→ Compito da svolgere
Individua nell'elenco qui sotto tutte le righe in cui compare la parola "white" e ricopiale.

→ Dati registrati

▼

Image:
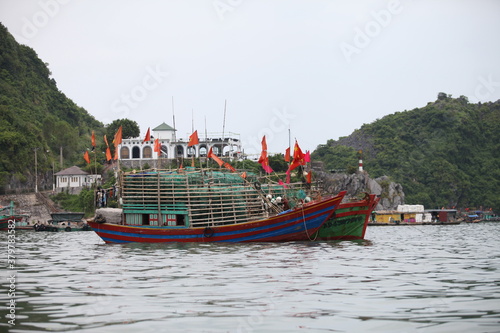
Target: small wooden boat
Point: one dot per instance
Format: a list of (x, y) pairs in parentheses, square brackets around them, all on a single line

▲
▼

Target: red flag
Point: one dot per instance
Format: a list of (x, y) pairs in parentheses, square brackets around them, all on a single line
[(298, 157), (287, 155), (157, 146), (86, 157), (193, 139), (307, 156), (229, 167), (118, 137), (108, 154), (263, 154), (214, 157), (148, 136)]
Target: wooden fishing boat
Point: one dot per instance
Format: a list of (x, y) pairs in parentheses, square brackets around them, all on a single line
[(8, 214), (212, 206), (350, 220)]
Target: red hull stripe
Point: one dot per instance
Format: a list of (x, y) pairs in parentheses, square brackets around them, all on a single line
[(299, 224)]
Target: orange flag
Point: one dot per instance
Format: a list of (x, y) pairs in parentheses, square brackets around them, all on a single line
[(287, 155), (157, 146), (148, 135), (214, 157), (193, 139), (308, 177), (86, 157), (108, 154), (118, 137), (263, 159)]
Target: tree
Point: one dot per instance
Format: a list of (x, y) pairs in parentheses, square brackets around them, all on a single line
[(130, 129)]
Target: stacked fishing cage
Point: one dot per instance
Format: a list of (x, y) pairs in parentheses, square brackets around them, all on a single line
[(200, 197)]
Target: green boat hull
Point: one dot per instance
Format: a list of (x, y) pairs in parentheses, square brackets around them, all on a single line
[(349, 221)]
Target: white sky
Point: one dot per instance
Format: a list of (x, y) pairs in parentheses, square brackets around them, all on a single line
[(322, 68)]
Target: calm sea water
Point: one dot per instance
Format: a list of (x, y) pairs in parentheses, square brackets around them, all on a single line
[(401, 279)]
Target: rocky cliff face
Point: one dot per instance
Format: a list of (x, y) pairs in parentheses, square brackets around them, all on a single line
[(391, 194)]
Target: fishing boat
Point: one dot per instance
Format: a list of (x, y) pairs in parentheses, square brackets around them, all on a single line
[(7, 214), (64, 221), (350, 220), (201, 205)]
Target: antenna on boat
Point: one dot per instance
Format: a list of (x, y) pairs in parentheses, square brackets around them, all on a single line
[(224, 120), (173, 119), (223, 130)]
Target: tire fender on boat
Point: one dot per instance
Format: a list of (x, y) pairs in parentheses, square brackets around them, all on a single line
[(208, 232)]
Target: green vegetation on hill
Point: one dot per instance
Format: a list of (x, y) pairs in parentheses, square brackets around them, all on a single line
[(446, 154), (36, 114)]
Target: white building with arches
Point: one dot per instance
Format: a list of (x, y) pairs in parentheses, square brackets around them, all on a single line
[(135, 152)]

▲

→ Soluzione del compito
Target: white sky
Target: white building with arches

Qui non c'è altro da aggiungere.